Problem details:
All that is wanted is the span of lines from the one with "Query: pale skin" to the last line of the data, copied exactly.
Extracted information Block Start
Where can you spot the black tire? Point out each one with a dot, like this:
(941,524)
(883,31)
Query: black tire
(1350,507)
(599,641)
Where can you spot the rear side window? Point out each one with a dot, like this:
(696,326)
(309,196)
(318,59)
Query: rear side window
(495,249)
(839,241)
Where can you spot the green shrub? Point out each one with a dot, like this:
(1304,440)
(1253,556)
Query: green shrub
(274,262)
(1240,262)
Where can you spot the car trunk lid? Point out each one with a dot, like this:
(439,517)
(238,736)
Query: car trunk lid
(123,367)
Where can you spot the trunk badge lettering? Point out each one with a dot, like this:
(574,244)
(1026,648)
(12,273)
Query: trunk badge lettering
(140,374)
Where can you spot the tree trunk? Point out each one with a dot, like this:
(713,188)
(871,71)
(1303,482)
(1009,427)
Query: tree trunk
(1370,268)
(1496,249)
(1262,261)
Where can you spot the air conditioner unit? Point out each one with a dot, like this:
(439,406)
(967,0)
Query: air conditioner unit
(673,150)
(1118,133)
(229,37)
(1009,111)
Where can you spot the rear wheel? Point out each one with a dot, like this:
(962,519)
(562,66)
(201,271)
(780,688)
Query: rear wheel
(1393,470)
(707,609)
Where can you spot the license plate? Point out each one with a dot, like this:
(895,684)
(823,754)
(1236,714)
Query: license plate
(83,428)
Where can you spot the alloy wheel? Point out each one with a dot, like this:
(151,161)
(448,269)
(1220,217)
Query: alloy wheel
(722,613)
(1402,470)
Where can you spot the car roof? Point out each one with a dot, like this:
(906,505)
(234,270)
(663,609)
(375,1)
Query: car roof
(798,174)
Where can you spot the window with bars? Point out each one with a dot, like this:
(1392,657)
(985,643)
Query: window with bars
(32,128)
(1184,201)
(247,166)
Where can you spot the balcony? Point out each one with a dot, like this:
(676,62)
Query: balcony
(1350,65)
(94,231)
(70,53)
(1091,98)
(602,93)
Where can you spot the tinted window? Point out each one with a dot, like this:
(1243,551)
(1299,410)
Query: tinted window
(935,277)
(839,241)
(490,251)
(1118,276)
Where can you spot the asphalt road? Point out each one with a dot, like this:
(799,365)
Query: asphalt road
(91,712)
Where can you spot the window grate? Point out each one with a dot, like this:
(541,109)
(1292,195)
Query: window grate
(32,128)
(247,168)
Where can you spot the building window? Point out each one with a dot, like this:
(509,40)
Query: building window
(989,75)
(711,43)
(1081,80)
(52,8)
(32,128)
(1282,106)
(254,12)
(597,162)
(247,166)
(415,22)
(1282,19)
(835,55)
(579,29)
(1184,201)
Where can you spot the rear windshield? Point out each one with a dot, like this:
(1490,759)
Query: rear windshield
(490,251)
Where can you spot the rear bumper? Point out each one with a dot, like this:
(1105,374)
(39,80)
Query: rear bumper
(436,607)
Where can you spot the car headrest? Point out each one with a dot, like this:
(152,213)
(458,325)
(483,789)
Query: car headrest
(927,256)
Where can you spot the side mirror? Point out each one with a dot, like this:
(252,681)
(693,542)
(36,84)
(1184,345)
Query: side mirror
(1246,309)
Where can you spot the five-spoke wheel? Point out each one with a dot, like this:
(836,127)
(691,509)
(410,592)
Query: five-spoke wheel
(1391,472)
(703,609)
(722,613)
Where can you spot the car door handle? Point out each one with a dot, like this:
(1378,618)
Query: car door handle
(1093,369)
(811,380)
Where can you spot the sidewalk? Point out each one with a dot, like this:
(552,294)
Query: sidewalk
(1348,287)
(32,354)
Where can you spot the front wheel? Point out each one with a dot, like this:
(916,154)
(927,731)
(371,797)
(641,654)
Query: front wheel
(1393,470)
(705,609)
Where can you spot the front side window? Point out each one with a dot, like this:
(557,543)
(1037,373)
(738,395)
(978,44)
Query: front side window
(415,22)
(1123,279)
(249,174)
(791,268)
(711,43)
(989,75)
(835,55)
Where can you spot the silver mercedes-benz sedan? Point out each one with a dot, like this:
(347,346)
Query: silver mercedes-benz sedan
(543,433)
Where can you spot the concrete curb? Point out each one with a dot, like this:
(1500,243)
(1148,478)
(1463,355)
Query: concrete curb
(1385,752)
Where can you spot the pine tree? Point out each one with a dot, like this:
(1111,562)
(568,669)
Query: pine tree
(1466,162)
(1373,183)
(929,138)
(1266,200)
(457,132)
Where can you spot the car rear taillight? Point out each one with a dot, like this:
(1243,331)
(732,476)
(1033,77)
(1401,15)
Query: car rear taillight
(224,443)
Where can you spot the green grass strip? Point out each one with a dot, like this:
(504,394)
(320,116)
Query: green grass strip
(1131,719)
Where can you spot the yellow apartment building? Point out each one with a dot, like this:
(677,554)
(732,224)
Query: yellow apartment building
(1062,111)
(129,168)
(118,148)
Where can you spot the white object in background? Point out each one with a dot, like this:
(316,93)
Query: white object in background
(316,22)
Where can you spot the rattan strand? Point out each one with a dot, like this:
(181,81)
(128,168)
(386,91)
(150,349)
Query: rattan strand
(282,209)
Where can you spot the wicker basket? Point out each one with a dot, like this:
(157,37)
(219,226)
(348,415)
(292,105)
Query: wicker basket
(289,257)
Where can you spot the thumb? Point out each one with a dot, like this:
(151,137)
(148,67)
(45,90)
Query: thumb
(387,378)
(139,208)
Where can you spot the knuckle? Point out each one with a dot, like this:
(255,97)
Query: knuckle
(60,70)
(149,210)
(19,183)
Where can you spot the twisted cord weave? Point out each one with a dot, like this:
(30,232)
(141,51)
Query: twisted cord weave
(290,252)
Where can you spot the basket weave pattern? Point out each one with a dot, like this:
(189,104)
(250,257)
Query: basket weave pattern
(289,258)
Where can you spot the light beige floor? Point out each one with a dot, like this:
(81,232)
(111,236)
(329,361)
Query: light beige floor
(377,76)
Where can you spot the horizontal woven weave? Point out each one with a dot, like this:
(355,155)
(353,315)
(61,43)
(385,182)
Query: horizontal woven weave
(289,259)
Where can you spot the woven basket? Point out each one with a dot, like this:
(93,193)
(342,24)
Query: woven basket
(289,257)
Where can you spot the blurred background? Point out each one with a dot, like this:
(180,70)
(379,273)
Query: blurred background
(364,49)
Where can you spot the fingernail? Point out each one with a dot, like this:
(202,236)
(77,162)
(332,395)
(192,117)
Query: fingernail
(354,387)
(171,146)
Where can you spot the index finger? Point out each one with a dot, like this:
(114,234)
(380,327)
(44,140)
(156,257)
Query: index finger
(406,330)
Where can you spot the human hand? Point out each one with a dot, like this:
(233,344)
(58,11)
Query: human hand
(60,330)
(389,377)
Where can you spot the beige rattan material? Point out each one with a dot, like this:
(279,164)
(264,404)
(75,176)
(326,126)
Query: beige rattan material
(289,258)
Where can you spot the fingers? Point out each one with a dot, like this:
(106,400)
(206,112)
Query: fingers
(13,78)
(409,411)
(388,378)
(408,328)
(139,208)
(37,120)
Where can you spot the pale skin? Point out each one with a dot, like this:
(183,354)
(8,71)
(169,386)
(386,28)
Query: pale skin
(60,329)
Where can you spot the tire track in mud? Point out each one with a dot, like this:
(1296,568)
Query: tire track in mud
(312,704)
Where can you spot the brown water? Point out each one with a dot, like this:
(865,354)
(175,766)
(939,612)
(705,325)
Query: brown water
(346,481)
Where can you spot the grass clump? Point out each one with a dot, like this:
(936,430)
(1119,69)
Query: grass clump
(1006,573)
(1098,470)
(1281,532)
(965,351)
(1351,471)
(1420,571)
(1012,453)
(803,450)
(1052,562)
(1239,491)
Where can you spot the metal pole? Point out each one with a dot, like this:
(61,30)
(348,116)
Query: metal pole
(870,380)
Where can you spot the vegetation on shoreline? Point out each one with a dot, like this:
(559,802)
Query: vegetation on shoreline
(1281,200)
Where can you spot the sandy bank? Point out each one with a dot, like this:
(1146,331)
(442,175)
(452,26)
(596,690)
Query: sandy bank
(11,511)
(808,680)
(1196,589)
Extracted information Block End
Answer for the task:
Query: pale skin
(60,329)
Where can you spot the tire track in mud? Point out each one with a dot, like this:
(1296,568)
Query: tire track in mud
(312,704)
Where can you spot the brown water? Point out each one with a dot, like this:
(865,354)
(175,766)
(939,612)
(705,325)
Query: brown water
(346,481)
Where can you spot the grass clump? Point out each one with a dot, like this:
(936,430)
(1119,69)
Query: grass clump
(1006,573)
(1098,470)
(1281,532)
(965,351)
(1351,471)
(1420,571)
(1012,453)
(803,450)
(1052,562)
(1239,491)
Where can you spot the metal pole? Point out each one with a dot, like this:
(61,30)
(348,116)
Query: metal pole
(870,380)
Where can you spot the vegetation on shoreline? Point out each one with a dot, like this:
(559,802)
Query: vegetation on shoreline
(1281,200)
Where can you spot the sandy bank? Point out each one with a dot, like this:
(1146,331)
(442,175)
(452,26)
(596,690)
Query: sandy bank
(11,511)
(808,680)
(1196,589)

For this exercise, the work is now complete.